> _Problem description_:
From the records below, transcribe only the lines running from the one with "box: [831, 83, 902, 158]" through the one with "positive clicks: (171, 535) (217, 481)". Keep both of those end lines.

Stored records:
####

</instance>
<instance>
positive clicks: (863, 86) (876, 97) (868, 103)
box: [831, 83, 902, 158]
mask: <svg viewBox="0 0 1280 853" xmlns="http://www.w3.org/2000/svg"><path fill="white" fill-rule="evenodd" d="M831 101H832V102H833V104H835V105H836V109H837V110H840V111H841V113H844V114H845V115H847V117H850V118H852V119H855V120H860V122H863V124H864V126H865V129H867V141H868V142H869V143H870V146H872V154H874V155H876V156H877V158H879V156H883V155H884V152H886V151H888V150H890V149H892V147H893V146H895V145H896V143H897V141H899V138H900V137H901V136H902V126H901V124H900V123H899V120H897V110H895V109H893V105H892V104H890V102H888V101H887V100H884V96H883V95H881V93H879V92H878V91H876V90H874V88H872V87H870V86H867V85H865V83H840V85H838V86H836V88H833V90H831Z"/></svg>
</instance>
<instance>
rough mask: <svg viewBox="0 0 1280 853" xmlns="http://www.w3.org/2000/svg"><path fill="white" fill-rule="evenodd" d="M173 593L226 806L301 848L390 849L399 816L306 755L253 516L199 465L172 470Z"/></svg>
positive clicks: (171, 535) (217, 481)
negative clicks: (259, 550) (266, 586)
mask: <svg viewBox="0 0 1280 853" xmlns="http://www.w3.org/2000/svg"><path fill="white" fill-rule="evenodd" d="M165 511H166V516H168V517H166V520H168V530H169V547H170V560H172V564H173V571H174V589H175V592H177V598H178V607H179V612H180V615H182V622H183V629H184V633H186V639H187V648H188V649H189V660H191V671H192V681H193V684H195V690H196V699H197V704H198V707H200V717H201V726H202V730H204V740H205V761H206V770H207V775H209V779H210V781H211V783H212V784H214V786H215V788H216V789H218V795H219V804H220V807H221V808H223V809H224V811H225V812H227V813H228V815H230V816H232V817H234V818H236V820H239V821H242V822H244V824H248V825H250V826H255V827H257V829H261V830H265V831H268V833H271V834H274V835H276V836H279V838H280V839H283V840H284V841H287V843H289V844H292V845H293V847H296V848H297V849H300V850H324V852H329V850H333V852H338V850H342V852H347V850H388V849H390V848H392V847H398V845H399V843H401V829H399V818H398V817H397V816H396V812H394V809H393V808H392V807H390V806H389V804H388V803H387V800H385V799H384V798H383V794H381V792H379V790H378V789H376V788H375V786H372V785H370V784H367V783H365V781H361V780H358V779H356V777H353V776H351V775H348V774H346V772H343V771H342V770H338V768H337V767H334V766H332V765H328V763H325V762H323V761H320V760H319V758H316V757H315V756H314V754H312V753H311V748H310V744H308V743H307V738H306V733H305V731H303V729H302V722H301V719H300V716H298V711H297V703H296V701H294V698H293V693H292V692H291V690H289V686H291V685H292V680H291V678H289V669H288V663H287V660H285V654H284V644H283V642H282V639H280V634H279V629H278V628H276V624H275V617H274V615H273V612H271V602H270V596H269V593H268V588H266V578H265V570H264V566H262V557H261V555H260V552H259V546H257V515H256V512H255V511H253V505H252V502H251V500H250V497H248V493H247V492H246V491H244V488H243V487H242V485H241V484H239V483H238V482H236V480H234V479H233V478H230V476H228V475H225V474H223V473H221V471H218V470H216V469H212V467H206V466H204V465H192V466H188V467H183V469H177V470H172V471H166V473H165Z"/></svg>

####

> _Task answer_:
box: [831, 83, 902, 158]
mask: <svg viewBox="0 0 1280 853" xmlns="http://www.w3.org/2000/svg"><path fill="white" fill-rule="evenodd" d="M831 101H832V102H833V104H835V105H836V109H837V110H840V111H841V113H844V114H845V115H847V117H850V118H852V119H855V120H860V122H863V124H864V126H865V129H867V141H868V142H869V143H870V146H872V154H874V155H876V156H877V158H879V156H883V155H884V152H886V151H888V150H890V149H892V147H893V146H895V145H896V143H897V141H899V138H900V137H901V136H902V126H901V124H900V123H899V120H897V110H895V109H893V105H892V104H890V102H888V101H887V100H884V96H883V95H881V93H879V92H878V91H876V90H874V88H872V87H870V86H867V85H865V83H840V85H838V86H836V88H833V90H831Z"/></svg>
</instance>
<instance>
rough mask: <svg viewBox="0 0 1280 853" xmlns="http://www.w3.org/2000/svg"><path fill="white" fill-rule="evenodd" d="M173 593L226 806L301 848L390 849L399 816L306 755L253 516L199 465L172 470Z"/></svg>
positive clicks: (171, 535) (217, 481)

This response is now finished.